**Problem details**
Please rewrite the material between the lines holding "Can you spot the white" and "x=270, y=518", inclusive, with "thickest part" replaced by "widest part" and everything else unchanged.

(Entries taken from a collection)
____
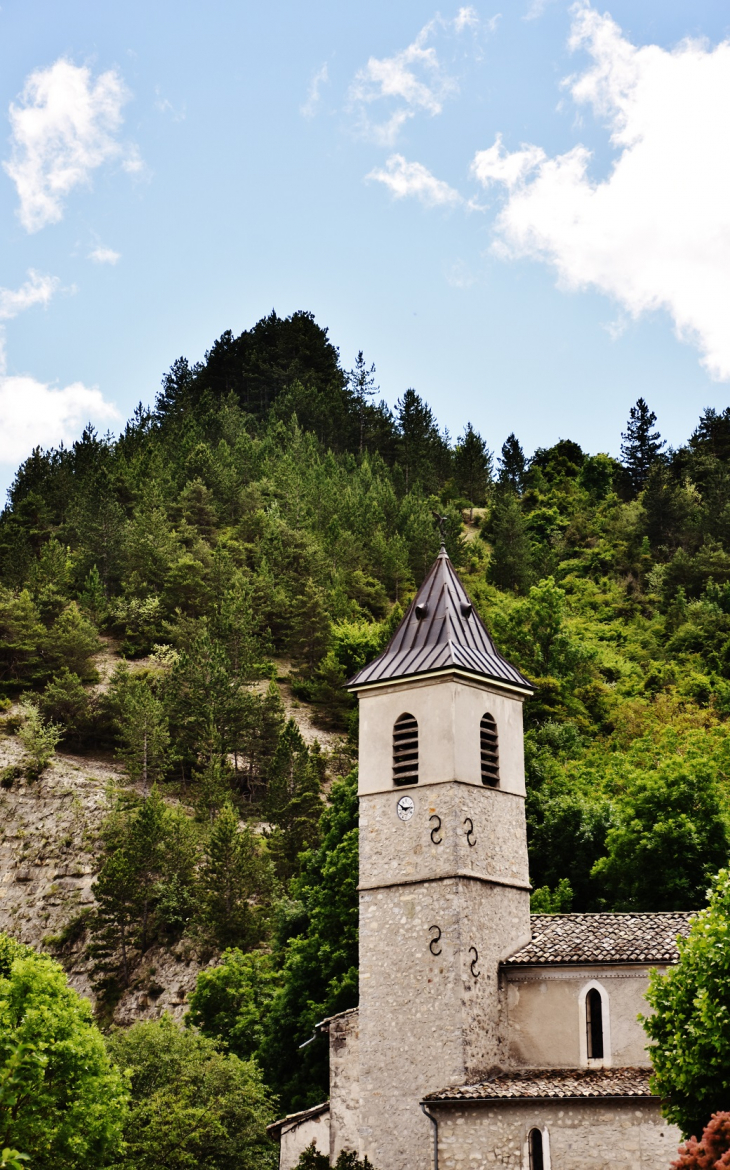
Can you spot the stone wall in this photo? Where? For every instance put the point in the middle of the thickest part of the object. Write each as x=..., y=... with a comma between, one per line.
x=448, y=713
x=582, y=1135
x=546, y=1019
x=428, y=1013
x=344, y=1084
x=298, y=1135
x=455, y=828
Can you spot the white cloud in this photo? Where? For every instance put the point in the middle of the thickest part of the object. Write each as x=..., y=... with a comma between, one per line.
x=102, y=255
x=34, y=414
x=655, y=233
x=413, y=179
x=309, y=108
x=414, y=80
x=536, y=9
x=64, y=126
x=459, y=275
x=466, y=18
x=38, y=289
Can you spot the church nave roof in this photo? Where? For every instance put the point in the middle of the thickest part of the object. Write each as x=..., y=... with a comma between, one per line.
x=562, y=1084
x=603, y=938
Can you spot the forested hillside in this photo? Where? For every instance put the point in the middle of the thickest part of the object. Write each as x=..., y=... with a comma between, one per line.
x=270, y=518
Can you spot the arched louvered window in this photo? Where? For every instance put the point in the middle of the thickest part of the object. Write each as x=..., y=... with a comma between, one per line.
x=490, y=750
x=535, y=1147
x=405, y=750
x=594, y=1025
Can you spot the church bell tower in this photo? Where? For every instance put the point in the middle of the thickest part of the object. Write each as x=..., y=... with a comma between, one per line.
x=443, y=862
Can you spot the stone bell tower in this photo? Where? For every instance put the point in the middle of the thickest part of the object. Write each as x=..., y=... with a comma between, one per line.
x=443, y=861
____
**Correct response**
Can you spot the white cloud in this photo? Where? For every instance put the point in the middle of the widest part of the object. Write each as x=..., y=... with a comma between, one per line.
x=102, y=255
x=34, y=414
x=655, y=233
x=413, y=179
x=309, y=108
x=414, y=80
x=536, y=9
x=64, y=126
x=459, y=275
x=466, y=18
x=38, y=289
Can you spot the church nave roof in this photo? Where? For every instance put the point in the middle of the widest part of the object. Write each as x=..., y=... with a comma between, one per line.
x=562, y=1084
x=603, y=938
Can you spot the forested hillside in this photo? Where? For every instance put the point in the middle of the widest part of the object. Write each as x=..., y=... with a comma between, one per line.
x=270, y=518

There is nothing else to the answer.